- **WORK TO DO**
Which lines in the records below contain the word "shrub"? Show each of them in full, matching the word with its case exactly as given.

Dataset rows on where objects appear:
** Start **

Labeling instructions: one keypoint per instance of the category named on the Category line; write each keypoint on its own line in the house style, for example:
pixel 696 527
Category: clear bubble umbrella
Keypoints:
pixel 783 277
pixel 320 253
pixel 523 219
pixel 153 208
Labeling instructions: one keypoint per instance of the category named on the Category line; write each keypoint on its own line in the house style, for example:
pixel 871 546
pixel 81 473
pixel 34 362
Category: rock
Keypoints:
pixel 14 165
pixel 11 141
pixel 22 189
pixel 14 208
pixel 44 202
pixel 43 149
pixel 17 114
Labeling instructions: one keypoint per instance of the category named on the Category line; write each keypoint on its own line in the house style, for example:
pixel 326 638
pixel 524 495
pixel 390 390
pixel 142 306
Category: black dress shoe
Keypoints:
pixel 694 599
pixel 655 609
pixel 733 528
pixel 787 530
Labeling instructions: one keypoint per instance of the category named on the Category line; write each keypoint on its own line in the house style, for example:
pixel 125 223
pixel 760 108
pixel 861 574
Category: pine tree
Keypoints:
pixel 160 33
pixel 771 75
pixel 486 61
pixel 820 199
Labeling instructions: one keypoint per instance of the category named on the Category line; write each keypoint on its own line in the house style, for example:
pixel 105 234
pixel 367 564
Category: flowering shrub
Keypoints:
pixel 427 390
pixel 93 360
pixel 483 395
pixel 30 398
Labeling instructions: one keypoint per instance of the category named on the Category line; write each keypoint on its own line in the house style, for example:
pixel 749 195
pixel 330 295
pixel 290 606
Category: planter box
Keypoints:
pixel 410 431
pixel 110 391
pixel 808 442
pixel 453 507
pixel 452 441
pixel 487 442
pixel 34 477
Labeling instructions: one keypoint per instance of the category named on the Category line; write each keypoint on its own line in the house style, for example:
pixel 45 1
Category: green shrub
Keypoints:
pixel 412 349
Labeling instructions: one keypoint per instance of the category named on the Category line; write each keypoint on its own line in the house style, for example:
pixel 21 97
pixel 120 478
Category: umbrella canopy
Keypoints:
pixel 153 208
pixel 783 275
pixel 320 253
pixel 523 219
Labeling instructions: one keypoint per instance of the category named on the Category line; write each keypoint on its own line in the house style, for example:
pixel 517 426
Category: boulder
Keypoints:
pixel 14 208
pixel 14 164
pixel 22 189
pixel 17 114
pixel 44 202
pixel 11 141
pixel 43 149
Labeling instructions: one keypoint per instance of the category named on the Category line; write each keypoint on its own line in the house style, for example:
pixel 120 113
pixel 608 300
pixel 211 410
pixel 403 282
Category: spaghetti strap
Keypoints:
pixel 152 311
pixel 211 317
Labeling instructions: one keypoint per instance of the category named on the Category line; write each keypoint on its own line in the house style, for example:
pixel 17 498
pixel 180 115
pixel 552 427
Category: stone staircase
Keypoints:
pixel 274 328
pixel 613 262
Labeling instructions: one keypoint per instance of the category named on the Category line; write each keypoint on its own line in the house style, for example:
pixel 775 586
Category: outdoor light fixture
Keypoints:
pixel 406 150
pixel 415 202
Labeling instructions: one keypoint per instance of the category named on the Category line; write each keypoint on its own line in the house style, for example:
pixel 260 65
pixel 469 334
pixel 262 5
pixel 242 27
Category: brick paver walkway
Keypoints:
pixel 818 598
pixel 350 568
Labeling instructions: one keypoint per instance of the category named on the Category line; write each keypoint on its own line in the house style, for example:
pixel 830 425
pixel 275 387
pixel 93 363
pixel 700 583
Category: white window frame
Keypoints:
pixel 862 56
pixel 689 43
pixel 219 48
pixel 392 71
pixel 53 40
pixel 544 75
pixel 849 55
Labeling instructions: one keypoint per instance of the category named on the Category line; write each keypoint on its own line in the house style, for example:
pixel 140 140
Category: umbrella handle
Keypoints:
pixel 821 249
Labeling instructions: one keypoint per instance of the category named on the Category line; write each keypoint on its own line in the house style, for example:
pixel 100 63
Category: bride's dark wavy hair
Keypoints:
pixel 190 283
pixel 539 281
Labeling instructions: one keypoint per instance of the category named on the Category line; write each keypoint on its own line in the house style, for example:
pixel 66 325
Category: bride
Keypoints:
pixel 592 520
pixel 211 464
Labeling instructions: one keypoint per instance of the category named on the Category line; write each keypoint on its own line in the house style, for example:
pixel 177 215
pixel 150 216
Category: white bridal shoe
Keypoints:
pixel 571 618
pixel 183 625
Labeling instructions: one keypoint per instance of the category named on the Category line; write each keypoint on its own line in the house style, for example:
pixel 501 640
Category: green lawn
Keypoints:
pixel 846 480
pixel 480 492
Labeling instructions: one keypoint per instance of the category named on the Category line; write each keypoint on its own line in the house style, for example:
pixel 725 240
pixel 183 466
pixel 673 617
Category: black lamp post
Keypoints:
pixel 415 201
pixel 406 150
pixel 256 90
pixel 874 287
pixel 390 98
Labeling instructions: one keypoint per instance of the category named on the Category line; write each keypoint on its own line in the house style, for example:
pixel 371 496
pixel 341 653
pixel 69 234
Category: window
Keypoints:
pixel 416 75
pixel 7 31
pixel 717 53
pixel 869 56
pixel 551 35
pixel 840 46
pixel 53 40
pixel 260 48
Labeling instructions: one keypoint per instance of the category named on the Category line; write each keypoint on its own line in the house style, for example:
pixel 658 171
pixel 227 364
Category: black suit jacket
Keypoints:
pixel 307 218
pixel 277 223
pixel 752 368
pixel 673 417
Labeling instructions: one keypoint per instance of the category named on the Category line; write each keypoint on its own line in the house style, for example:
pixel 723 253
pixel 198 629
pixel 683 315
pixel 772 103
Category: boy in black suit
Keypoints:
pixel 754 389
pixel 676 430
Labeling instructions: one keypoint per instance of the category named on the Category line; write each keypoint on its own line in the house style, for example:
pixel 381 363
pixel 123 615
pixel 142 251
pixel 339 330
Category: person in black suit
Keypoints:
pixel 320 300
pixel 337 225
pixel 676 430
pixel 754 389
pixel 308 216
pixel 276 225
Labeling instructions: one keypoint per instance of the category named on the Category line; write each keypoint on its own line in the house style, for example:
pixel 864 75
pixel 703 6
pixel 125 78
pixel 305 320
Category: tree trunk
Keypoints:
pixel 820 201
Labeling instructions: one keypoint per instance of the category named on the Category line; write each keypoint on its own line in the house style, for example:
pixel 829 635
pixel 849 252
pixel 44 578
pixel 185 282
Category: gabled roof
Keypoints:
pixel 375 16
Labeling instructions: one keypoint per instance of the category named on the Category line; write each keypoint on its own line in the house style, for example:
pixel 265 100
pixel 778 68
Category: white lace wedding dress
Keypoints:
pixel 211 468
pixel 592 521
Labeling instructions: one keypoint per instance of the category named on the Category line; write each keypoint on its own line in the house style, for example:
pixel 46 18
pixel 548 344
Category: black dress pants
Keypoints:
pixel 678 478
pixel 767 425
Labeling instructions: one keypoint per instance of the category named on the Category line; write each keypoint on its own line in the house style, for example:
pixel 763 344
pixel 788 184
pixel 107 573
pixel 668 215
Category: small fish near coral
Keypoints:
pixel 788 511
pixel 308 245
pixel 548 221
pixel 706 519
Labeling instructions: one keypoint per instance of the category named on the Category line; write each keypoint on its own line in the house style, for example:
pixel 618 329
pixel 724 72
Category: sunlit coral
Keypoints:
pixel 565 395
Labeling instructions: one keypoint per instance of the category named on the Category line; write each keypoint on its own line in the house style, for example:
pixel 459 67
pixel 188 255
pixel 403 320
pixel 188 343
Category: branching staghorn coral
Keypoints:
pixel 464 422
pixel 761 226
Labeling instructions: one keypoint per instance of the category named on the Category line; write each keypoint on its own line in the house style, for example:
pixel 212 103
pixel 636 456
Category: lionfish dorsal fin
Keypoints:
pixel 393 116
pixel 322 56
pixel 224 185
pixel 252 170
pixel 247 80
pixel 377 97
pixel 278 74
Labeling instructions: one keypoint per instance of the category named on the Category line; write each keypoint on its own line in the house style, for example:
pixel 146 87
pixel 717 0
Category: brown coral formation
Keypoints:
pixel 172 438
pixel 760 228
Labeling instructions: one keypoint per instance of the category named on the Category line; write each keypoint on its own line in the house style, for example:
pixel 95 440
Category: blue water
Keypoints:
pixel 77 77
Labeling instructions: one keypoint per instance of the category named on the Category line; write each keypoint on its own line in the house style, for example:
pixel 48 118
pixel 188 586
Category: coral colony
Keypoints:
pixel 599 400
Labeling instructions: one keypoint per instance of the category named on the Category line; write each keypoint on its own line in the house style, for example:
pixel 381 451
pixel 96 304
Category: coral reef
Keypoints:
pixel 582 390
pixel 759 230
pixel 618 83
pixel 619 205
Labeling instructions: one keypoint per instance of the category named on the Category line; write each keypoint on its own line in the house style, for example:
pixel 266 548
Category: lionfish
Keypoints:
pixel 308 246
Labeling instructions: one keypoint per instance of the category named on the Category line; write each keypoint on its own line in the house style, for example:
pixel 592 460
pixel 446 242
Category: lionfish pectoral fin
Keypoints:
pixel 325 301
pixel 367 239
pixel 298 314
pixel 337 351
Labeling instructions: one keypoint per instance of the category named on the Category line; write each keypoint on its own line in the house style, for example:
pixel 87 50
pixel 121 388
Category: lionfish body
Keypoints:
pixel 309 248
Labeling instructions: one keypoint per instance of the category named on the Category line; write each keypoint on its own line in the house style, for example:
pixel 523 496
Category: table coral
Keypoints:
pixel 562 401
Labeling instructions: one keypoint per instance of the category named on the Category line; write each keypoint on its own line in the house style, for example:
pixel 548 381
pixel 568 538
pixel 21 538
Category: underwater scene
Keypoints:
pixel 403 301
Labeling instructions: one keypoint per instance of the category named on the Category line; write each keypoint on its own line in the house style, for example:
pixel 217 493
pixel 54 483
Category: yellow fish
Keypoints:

** End **

- **SOLUTION**
Category: flowering shrub
Category: green shrub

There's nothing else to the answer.